SET EXERCISE. Put each line of the listing below into a Markdown table with the columns Row and Line, numbering the rows and omitting blank lines. Leave the pictures out of the table.

MATERIAL TO PROCESS.

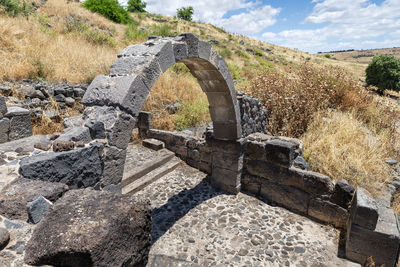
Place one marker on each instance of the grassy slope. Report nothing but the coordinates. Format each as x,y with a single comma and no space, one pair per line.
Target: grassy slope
66,42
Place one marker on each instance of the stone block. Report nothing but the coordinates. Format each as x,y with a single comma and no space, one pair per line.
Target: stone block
127,92
382,243
4,129
77,168
76,134
328,212
114,160
280,152
287,196
37,209
227,180
153,144
343,193
364,211
251,184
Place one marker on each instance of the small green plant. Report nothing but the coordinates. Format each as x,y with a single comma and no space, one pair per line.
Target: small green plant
225,53
14,8
191,114
136,6
110,9
185,13
384,73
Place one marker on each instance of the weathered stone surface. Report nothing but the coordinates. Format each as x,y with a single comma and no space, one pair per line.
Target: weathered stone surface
343,193
153,144
286,196
76,134
114,160
78,168
4,237
126,92
4,129
16,195
113,230
382,243
61,145
37,209
328,212
71,122
364,211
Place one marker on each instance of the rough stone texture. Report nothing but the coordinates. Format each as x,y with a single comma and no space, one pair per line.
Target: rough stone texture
343,193
37,209
16,195
364,211
382,243
92,228
77,168
253,115
76,134
4,237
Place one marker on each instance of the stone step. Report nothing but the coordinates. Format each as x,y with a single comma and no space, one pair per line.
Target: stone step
133,174
152,176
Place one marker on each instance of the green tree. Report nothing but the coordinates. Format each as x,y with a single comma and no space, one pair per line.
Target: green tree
136,6
110,9
185,13
384,72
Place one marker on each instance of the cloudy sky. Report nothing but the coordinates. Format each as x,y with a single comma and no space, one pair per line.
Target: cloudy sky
308,25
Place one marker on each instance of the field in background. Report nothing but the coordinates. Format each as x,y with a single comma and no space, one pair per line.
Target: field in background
312,97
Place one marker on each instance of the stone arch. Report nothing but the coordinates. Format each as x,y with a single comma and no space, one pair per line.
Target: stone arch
114,101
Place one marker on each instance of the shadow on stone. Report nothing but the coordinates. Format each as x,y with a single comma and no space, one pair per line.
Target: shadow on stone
179,205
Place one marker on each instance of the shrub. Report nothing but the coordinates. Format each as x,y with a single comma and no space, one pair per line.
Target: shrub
111,9
14,8
384,72
136,6
185,13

FULL ANSWER.
| Row | Line |
|---|---|
| 1 | Place one marker on each instance of the grassy slope. Report nothing but the coordinates. Format each as x,y with a single comma and no space, one pair per line. |
| 2 | Target: grassy slope |
| 3 | 66,42 |
| 4 | Place one marker on each instance of the stone block. Report nothing but the coordinates. Format each as x,y with a single comma and no space, one pair per line. |
| 5 | Target: stone block |
| 6 | 127,92 |
| 7 | 382,243 |
| 8 | 4,129 |
| 9 | 77,168 |
| 10 | 76,134 |
| 11 | 328,212 |
| 12 | 114,160 |
| 13 | 280,152 |
| 14 | 287,196 |
| 15 | 37,209 |
| 16 | 227,180 |
| 17 | 153,144 |
| 18 | 343,193 |
| 19 | 364,211 |
| 20 | 251,184 |
| 21 | Place one marker on each instance of the small green plant. Report nothing but the coordinates. Format each as x,y with a single comma and no space, one pair per line. |
| 22 | Target: small green plant |
| 23 | 225,53 |
| 24 | 14,8 |
| 25 | 191,114 |
| 26 | 136,6 |
| 27 | 110,9 |
| 28 | 185,13 |
| 29 | 384,73 |
| 30 | Place one marker on each instance of the weathered stone surface. Report nothing but the coordinates. Format each as x,y with a single comma and no space, one pair per line. |
| 31 | Target: weathered stone surface |
| 32 | 343,193 |
| 33 | 153,144 |
| 34 | 286,196 |
| 35 | 76,134 |
| 36 | 114,160 |
| 37 | 78,168 |
| 38 | 4,237 |
| 39 | 126,92 |
| 40 | 4,129 |
| 41 | 16,195 |
| 42 | 113,230 |
| 43 | 382,243 |
| 44 | 61,145 |
| 45 | 37,209 |
| 46 | 328,212 |
| 47 | 71,122 |
| 48 | 364,211 |
| 49 | Place one marker on each instance of the rough stone texture. Report nothing but the coordinates. Format each as x,y with a single comma and no space, one pair per line. |
| 50 | Target: rough stone texture |
| 51 | 343,193 |
| 52 | 37,209 |
| 53 | 16,195 |
| 54 | 364,211 |
| 55 | 382,243 |
| 56 | 92,228 |
| 57 | 77,168 |
| 58 | 253,115 |
| 59 | 76,134 |
| 60 | 4,237 |
| 61 | Place one marker on each instance of the stone step. Report nothing but the coordinates. Format each as x,y with a single comma and no space, one pair per line. |
| 62 | Target: stone step |
| 63 | 133,174 |
| 64 | 152,176 |
| 65 | Place one marker on each instance of the green tree. Report nothing but the coordinates. Format each as x,y with a single comma and no space, one pair per line. |
| 66 | Target: green tree |
| 67 | 136,6 |
| 68 | 110,9 |
| 69 | 185,13 |
| 70 | 384,72 |
| 71 | Place one marker on each instance of the cloudy sky. Report nothing but the coordinates. Format each as x,y with a single comma and no space, one pair per line. |
| 72 | Target: cloudy sky |
| 73 | 308,25 |
| 74 | Place one marker on each instance of the field in background. Report nothing but the coordinates. Format each as x,y with a single comma and no space, one pair per line. |
| 75 | Target: field in background |
| 76 | 312,97 |
| 77 | Place one marker on each instance of the stone arch. Report nothing but the coordinates. Format each as x,y with a single comma and no space, one pair per line. |
| 78 | Target: stone arch |
| 79 | 114,101 |
| 80 | Place one marker on each instance of the shadow on stone. Report nothing but the coordinates. Format each as x,y with a single comma and no space, one pair per line. |
| 81 | Target: shadow on stone |
| 82 | 179,205 |
| 83 | Place one marker on each instance of the shrub. Report nothing but the coordinates. Format each as x,y with a single comma and no space, one pair per line. |
| 84 | Target: shrub |
| 85 | 111,9 |
| 86 | 14,8 |
| 87 | 384,72 |
| 88 | 136,6 |
| 89 | 185,13 |